GOAL >> The records that follow are to be repeated without alteration.

EXCERPTED RECORDS >>

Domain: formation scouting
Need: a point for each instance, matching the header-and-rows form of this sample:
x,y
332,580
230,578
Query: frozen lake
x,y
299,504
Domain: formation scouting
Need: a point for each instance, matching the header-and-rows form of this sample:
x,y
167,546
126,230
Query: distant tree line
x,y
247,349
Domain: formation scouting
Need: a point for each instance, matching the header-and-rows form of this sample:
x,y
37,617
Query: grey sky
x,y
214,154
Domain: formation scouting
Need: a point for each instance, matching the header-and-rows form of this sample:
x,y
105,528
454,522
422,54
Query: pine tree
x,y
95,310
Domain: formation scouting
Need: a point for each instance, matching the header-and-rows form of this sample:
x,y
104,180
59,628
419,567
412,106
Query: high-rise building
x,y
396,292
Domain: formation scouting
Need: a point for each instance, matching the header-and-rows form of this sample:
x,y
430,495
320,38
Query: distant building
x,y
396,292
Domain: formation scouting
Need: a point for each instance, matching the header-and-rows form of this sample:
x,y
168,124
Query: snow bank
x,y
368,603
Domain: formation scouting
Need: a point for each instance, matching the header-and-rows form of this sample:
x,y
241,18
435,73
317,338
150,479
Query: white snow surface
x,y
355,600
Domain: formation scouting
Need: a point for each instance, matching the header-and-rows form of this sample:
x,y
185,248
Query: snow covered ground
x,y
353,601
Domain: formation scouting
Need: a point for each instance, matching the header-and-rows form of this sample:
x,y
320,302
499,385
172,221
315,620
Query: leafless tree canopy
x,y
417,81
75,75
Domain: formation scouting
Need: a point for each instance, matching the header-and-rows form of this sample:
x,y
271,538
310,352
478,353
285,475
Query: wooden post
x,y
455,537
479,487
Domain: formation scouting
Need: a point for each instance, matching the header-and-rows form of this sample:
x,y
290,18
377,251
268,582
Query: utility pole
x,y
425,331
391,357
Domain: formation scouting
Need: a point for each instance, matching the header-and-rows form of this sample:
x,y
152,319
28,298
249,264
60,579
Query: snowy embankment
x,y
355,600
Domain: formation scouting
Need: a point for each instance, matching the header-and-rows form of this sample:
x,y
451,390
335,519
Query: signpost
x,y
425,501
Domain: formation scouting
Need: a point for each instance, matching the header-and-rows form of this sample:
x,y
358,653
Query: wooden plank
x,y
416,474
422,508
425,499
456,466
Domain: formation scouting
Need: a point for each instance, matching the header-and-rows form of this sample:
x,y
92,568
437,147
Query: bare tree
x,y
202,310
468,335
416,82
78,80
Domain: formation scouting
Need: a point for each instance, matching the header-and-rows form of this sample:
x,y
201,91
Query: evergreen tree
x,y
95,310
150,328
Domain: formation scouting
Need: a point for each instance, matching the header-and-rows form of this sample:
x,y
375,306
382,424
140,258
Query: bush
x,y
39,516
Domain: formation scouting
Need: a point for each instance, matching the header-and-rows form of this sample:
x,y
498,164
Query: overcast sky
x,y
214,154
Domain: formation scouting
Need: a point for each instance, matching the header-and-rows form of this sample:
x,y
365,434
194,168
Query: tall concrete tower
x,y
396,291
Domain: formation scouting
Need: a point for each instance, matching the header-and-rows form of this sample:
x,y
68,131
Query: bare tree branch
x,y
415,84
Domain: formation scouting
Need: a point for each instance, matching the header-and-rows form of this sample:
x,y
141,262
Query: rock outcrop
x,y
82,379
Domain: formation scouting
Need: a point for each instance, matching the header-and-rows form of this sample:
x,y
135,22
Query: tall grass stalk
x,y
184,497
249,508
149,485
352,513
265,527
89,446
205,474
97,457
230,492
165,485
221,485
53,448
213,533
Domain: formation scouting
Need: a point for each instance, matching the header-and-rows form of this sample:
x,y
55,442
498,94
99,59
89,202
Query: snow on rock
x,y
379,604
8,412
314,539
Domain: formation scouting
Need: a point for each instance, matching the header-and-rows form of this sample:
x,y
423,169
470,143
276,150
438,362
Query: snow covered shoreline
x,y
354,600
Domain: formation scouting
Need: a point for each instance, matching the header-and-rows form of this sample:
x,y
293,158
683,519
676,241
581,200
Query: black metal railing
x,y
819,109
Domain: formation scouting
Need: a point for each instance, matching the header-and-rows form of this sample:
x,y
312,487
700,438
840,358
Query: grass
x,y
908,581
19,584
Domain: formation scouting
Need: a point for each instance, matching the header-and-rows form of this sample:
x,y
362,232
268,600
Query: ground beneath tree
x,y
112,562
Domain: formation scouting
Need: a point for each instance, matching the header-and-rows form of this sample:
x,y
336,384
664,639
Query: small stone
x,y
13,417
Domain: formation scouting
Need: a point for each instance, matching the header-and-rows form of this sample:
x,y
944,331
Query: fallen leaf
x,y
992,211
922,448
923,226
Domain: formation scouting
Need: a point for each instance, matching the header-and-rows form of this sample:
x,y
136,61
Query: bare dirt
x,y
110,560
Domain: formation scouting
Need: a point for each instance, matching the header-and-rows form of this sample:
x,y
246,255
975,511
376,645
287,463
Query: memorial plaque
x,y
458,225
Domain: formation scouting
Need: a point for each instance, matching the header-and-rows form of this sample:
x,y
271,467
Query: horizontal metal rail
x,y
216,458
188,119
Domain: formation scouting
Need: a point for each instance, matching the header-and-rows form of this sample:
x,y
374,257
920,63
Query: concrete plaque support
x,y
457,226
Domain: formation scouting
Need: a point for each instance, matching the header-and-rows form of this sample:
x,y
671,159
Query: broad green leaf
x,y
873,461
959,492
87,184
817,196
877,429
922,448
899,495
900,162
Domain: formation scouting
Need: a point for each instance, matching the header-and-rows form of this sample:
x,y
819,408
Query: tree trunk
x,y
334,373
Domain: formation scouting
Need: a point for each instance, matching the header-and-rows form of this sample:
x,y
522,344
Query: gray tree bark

FINISHED ANSWER >>
Domain: formation scouting
Need: a point for each instance, matching the header-and-rows form of this sample:
x,y
332,580
230,578
Query: frozen lake
x,y
299,504
Domain: formation scouting
Need: a point for each instance, matching the header-and-rows form of this sample:
x,y
167,546
126,230
Query: distant tree line
x,y
247,349
Domain: formation scouting
Need: a point for each instance, matching the header-and-rows form of this sample:
x,y
37,617
Query: grey sky
x,y
214,154
Domain: formation scouting
Need: a point for each instance, matching the header-and-rows form of this sample:
x,y
105,528
454,522
422,54
Query: pine tree
x,y
95,310
Domain: formation scouting
Need: a point for each instance, matching the header-and-rows form of this sample:
x,y
104,180
59,628
419,567
412,106
Query: high-rise building
x,y
396,292
Domain: formation scouting
Need: a point for each instance, matching the header-and-rows form of this sample:
x,y
430,495
320,38
Query: distant building
x,y
396,292
Domain: formation scouting
Need: a point for each instance, matching the header-and-rows form of this sample:
x,y
168,124
Query: snow bank
x,y
368,603
Domain: formation scouting
Need: a point for each instance, matching the header-and-rows form of this sample:
x,y
241,18
435,73
317,338
150,479
Query: white snow surface
x,y
355,600
Domain: formation scouting
Need: a point for each instance, matching the header-and-rows form of this sample:
x,y
185,248
Query: snow covered ground
x,y
353,601
Domain: formation scouting
Need: a point for each instance, matching the header-and-rows form of this sample:
x,y
320,302
499,385
172,221
315,620
Query: leafless tree canopy
x,y
417,81
75,75
Domain: formation scouting
Need: a point for each instance, matching the header-and-rows form of this sample:
x,y
271,538
310,352
478,353
285,475
Query: wooden post
x,y
455,537
479,487
Domain: formation scouting
Need: a point for each instance, matching the header-and-rows form of this sample:
x,y
290,18
377,251
268,582
Query: utility pole
x,y
425,331
391,357
Domain: formation scouting
Need: a point for each instance, matching the header-and-rows form of this sample:
x,y
152,319
28,298
249,264
60,579
Query: snowy embankment
x,y
355,600
Domain: formation scouting
Need: a point for each instance, matching the header-and-rows form of this sample:
x,y
451,390
335,519
Query: signpost
x,y
425,501
Domain: formation scouting
Need: a point for each instance, matching the header-and-rows form of this sample:
x,y
358,653
Query: wooden plank
x,y
416,474
422,508
425,499
456,466
Domain: formation scouting
Need: a point for each instance, matching the header-and-rows form of this sample:
x,y
92,568
437,147
Query: bare tree
x,y
202,310
468,335
416,82
78,80
Domain: formation scouting
Need: a point for each instance, matching the header-and-rows form of this sample:
x,y
201,91
Query: evergreen tree
x,y
95,310
150,328
Domain: formation scouting
Need: a point for each instance, matching the header-and-rows form of this sample:
x,y
375,306
382,424
140,258
Query: bush
x,y
39,516
Domain: formation scouting
Need: a point for each instance, matching the header-and-rows form of this sample:
x,y
498,164
Query: overcast sky
x,y
214,154
Domain: formation scouting
Need: a point for each instance, matching the header-and-rows form of this sample:
x,y
365,434
194,168
Query: tall concrete tower
x,y
396,291
Domain: formation scouting
Need: a point for each instance, matching the header-and-rows form of this sample:
x,y
68,131
Query: bare tree branch
x,y
415,84
Domain: formation scouting
Need: a point for each instance, matching the header-and-rows form of this sample:
x,y
141,262
Query: rock outcrop
x,y
82,379
Domain: formation scouting
Need: a point for each instance, matching the header-and-rows form of this sample:
x,y
135,22
Query: tall grass stalk
x,y
184,497
249,508
149,485
352,513
265,527
89,446
205,474
97,457
230,492
165,485
221,485
53,448
213,533
Domain: formation scouting
Need: a point for each instance, matching the header-and-rows form of this sample:
x,y
55,442
498,94
99,59
89,202
Query: snow on rock
x,y
379,604
8,412
314,539
Domain: formation scouting
Need: a point for each instance, matching the header-and-rows form of this sample:
x,y
423,169
470,143
276,150
438,362
Query: snow covered shoreline
x,y
354,600
Domain: formation scouting
Need: a point for each instance, matching the header-and-rows form of this sample:
x,y
293,158
683,519
676,241
581,200
Query: black metal railing
x,y
819,109
Domain: formation scouting
Need: a point for each instance, matching the header-and-rows form of this sample:
x,y
312,487
700,438
840,358
Query: grass
x,y
908,581
19,584
Domain: formation scouting
Need: a point for each instance, matching the header-and-rows form of this sample:
x,y
362,232
268,600
Query: ground beneath tree
x,y
112,562
Domain: formation scouting
Need: a point for each instance, matching the header-and-rows form of this sample:
x,y
336,384
664,639
Query: small stone
x,y
13,417
Domain: formation scouting
Need: a point for each instance, matching the header-and-rows form of this sample:
x,y
944,331
Query: fallen leaf
x,y
992,211
922,448
923,226
Domain: formation scouting
Need: a point for each instance, matching the header-and-rows form of this sample:
x,y
136,61
Query: bare dirt
x,y
110,560
Domain: formation scouting
Need: a point for each instance, matching the header-and-rows form of this sample:
x,y
246,255
975,511
376,645
287,463
Query: memorial plaque
x,y
458,225
Domain: formation scouting
Need: a point for each instance, matching the header-and-rows form of this sample:
x,y
271,467
Query: horizontal metal rail
x,y
216,458
188,119
Domain: formation scouting
Need: a point for each instance, matching the header-and-rows form of this sample:
x,y
374,257
920,63
Query: concrete plaque support
x,y
457,226
Domain: formation scouting
Need: a point for each instance, matching the header-and-rows form of this sample:
x,y
671,159
Query: broad green leaf
x,y
873,461
959,492
87,184
817,196
877,429
922,448
899,495
900,162
Domain: formation scouting
Need: a point for each instance, matching the header-and-rows form of this sample:
x,y
819,408
Query: tree trunk
x,y
334,373
Domain: formation scouting
Need: a point for each instance, matching the header-and-rows form of this sample:
x,y
522,344
Query: gray tree bark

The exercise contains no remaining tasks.